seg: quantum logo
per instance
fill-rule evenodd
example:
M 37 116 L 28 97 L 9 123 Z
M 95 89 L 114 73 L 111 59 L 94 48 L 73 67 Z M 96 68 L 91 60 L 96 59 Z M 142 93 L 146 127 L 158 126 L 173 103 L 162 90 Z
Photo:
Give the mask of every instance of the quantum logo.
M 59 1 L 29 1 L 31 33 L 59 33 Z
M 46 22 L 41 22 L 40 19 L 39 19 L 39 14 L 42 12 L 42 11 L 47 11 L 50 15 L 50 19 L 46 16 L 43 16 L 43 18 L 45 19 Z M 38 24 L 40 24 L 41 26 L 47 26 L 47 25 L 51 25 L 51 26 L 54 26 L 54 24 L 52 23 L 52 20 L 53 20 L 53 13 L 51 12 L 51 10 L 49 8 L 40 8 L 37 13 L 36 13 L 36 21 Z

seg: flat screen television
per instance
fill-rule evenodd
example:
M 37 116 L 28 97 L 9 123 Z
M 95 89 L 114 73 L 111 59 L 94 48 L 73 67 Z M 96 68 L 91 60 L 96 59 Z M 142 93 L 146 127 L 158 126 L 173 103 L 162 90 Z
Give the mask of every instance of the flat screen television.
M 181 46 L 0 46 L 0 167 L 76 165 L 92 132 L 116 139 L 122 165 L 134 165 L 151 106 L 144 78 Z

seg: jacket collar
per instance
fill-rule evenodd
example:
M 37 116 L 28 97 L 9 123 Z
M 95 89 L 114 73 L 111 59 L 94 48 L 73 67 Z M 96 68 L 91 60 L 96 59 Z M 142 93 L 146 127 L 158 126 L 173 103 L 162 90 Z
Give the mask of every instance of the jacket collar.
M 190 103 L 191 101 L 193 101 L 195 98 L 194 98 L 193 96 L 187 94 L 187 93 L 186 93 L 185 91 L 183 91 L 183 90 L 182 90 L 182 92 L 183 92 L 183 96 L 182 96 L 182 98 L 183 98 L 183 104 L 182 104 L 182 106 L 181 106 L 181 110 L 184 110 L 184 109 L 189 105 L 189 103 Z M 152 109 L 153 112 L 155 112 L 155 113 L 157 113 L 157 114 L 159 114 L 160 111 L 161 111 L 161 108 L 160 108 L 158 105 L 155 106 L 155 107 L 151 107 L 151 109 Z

### Directions:
Restate the listing word for word.

### Answer for the task:
seg: quantum logo
per instance
fill-rule evenodd
example:
M 37 116 L 28 97 L 9 123 Z
M 95 89 L 114 73 L 111 59 L 94 48 L 73 67 Z M 96 68 L 91 60 L 96 59 Z M 142 93 L 146 127 L 158 126 L 173 103 L 162 90 Z
Photo:
Give the mask of every instance of the quantum logo.
M 59 1 L 29 1 L 31 33 L 59 33 Z
M 46 22 L 41 22 L 40 19 L 39 19 L 39 14 L 42 12 L 42 11 L 47 11 L 50 15 L 50 19 L 46 16 L 43 16 L 43 18 L 45 19 Z M 38 24 L 40 24 L 41 26 L 47 26 L 47 25 L 51 25 L 51 26 L 54 26 L 54 24 L 52 23 L 52 20 L 53 20 L 53 13 L 51 12 L 51 10 L 49 8 L 40 8 L 37 13 L 36 13 L 36 21 Z

seg: flat screen television
per instance
fill-rule evenodd
example:
M 37 116 L 28 97 L 9 123 Z
M 95 89 L 114 73 L 111 59 L 94 48 L 73 67 Z M 96 68 L 91 60 L 96 59 Z M 142 93 L 146 127 L 158 126 L 173 103 L 162 90 Z
Give the mask of every instance of the flat screen television.
M 181 46 L 0 46 L 0 167 L 76 165 L 92 132 L 116 139 L 122 165 L 134 165 L 151 106 L 144 78 Z

seg: jacket collar
per instance
fill-rule evenodd
example:
M 37 116 L 28 97 L 9 123 Z
M 95 89 L 114 73 L 111 59 L 94 48 L 73 67 Z M 96 68 L 91 60 L 96 59 Z M 142 93 L 146 127 L 158 126 L 173 103 L 162 90 Z
Give the mask of every instance of the jacket collar.
M 190 103 L 191 101 L 193 101 L 195 98 L 194 98 L 193 96 L 187 94 L 187 93 L 186 93 L 185 91 L 183 91 L 183 90 L 182 90 L 182 92 L 183 92 L 183 96 L 182 96 L 182 98 L 183 98 L 183 104 L 182 104 L 182 106 L 181 106 L 181 110 L 184 110 L 184 109 L 189 105 L 189 103 Z M 152 109 L 153 112 L 155 112 L 155 113 L 157 113 L 157 114 L 159 114 L 160 111 L 161 111 L 161 108 L 160 108 L 158 105 L 155 106 L 155 107 L 151 107 L 151 109 Z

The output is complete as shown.